Quote the passage of the Northern Ireland smoking-ban article from "Northern Ireland - 9" to "Kingdom. (Northern Ireland)".

■ **SELECTED TEXT**:
Segment Open

Northern Ireland - 9 of 10 households would welcome a ban on smoking in cars with children present..

December 1, 2010 - Nine out of 10 households across Northern Ireland would welcome a ban on smoking in cars with children on board, new research has found. Action Cancer estimates up to 13,500 children across the province could be at risk.
Northern Ireland is one of the four countries of the United Kingdom. Situated in the north-east of the island of Ireland (click on map upper right), it shares a border with the Republic of Ireland to the south and west. At the time of the 2001 UK Census, its population was 1,685,000, constituting about 30% of the island's total population and about 3% of the population of the United Kingdom. (Northern Ireland)
Health Minister Michael McGimpsey and the Chief Medical Officer Dr Michael McBride have both ruled out a ban on smoking in cars with children on board in the past. But Action Cancer, which commissioned the research, said the findings show huge public support for the move. Geraldine Kerr of Action Cancer said: “Children are one of the most vulnerable groups affected by passive smoking. “The effect of second-hand smoke on a child’s metabolism can be attributed to doubling the risk of sudden infant death, wheezing and meningitis. “In a confined environment such as a car, smoking just one cigarette can put air quality into the unhealthy category. That same cigarette will emit 50 times more fine particles into a car than those emitted by the car’s exhaust.”
Supporting information: Every parent wants their children to lead healthy and happy lives. There's an abundance of evidence that children are more susceptible to the negative effects of second-hand smoke (ETS, environmental tobacco smoke, involuntary smoking, sidestream smoke, passive smoking).

Segment Closed

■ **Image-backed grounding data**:
Segment Open

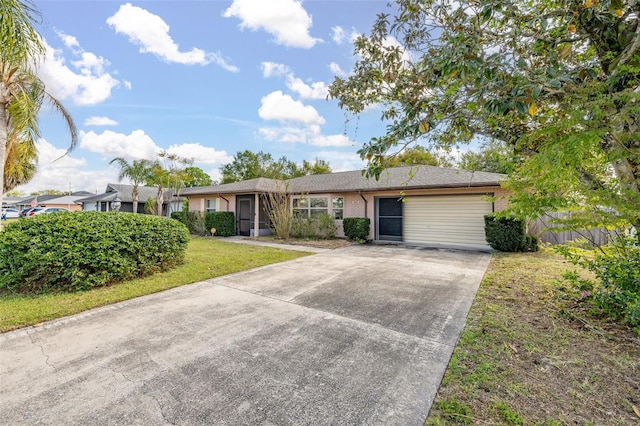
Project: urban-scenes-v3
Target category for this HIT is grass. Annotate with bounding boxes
[0,237,310,332]
[426,251,640,425]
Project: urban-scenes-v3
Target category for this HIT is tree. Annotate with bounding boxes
[458,141,518,174]
[383,145,443,167]
[181,166,212,188]
[109,157,153,213]
[221,150,331,183]
[329,0,640,233]
[0,0,77,216]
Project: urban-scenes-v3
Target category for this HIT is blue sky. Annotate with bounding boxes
[17,0,389,193]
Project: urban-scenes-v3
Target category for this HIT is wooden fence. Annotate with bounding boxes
[527,212,619,247]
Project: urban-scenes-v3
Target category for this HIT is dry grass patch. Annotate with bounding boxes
[427,251,640,425]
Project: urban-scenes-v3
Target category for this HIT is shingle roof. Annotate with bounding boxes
[182,166,506,195]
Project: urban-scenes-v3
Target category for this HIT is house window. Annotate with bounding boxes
[331,197,344,220]
[293,197,329,217]
[293,197,344,220]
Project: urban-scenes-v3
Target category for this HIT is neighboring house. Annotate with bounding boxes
[76,183,182,216]
[181,166,508,249]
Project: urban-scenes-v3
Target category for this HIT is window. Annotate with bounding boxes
[331,197,344,220]
[293,197,344,219]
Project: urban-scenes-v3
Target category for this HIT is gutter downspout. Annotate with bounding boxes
[220,195,229,211]
[358,191,369,217]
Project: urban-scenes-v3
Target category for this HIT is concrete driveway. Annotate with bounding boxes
[0,245,490,425]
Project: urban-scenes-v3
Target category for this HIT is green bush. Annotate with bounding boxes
[484,214,539,252]
[0,212,189,293]
[342,217,371,242]
[204,212,236,237]
[556,237,640,334]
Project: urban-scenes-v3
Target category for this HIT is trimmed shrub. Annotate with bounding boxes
[204,212,236,237]
[484,214,532,252]
[342,217,371,242]
[0,212,189,293]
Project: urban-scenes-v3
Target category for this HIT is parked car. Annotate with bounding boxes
[27,207,71,217]
[2,207,20,220]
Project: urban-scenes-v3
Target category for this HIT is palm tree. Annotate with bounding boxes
[109,157,154,213]
[0,0,78,220]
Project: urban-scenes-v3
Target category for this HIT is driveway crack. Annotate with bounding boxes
[27,331,57,370]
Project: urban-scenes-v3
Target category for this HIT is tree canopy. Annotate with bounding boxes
[0,0,77,210]
[221,150,331,183]
[329,0,640,233]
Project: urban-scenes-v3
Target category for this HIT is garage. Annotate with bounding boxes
[377,194,493,248]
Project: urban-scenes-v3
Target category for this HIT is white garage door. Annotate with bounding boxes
[404,195,493,248]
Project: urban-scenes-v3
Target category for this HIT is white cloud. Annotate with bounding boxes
[107,3,238,72]
[38,38,119,105]
[258,90,325,125]
[287,74,329,99]
[329,62,348,77]
[314,151,365,172]
[84,116,118,126]
[80,130,162,160]
[223,0,321,49]
[167,143,233,164]
[258,125,354,147]
[331,25,347,44]
[260,62,291,78]
[16,139,117,194]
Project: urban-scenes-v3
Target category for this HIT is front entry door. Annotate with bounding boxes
[376,197,402,241]
[238,198,251,237]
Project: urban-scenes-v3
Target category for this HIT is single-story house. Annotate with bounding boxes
[181,166,508,249]
[76,183,183,216]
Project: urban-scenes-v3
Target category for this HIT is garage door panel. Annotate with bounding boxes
[404,195,493,247]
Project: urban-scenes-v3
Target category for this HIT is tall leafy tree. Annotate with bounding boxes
[109,157,153,213]
[458,141,518,174]
[221,150,331,183]
[0,0,77,223]
[180,166,212,188]
[329,0,640,233]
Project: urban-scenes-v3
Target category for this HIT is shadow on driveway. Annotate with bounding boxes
[0,245,490,425]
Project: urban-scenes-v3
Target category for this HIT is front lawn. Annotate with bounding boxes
[427,251,640,426]
[0,237,310,332]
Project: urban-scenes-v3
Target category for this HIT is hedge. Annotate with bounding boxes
[484,214,539,252]
[342,217,371,242]
[204,212,236,237]
[0,211,189,293]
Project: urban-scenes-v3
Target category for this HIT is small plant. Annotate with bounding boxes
[484,214,539,252]
[342,217,371,243]
[204,212,236,237]
[556,236,640,334]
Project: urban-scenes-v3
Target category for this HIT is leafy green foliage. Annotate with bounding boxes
[556,236,640,333]
[342,217,371,242]
[222,150,331,183]
[0,212,189,293]
[204,212,236,237]
[484,214,538,252]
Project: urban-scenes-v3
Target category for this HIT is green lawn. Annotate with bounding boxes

Segment Closed

■ **TASK RESPONSE**:
Northern Ireland - 9 of 10 households would welcome a ban on smoking in cars with children present..

December 1, 2010 - Nine out of 10 households across Northern Ireland would welcome a ban on smoking in cars with children on board, new research has found. Action Cancer estimates up to 13,500 children across the province could be at risk.
Northern Ireland is one of the four countries of the United Kingdom. Situated in the north-east of the island of Ireland (click on map upper right), it shares a border with the Republic of Ireland to the south and west. At the time of the 2001 UK Census, its population was 1,685,000, constituting about 30% of the island's total population and about 3% of the population of the United Kingdom. (Northern Ireland)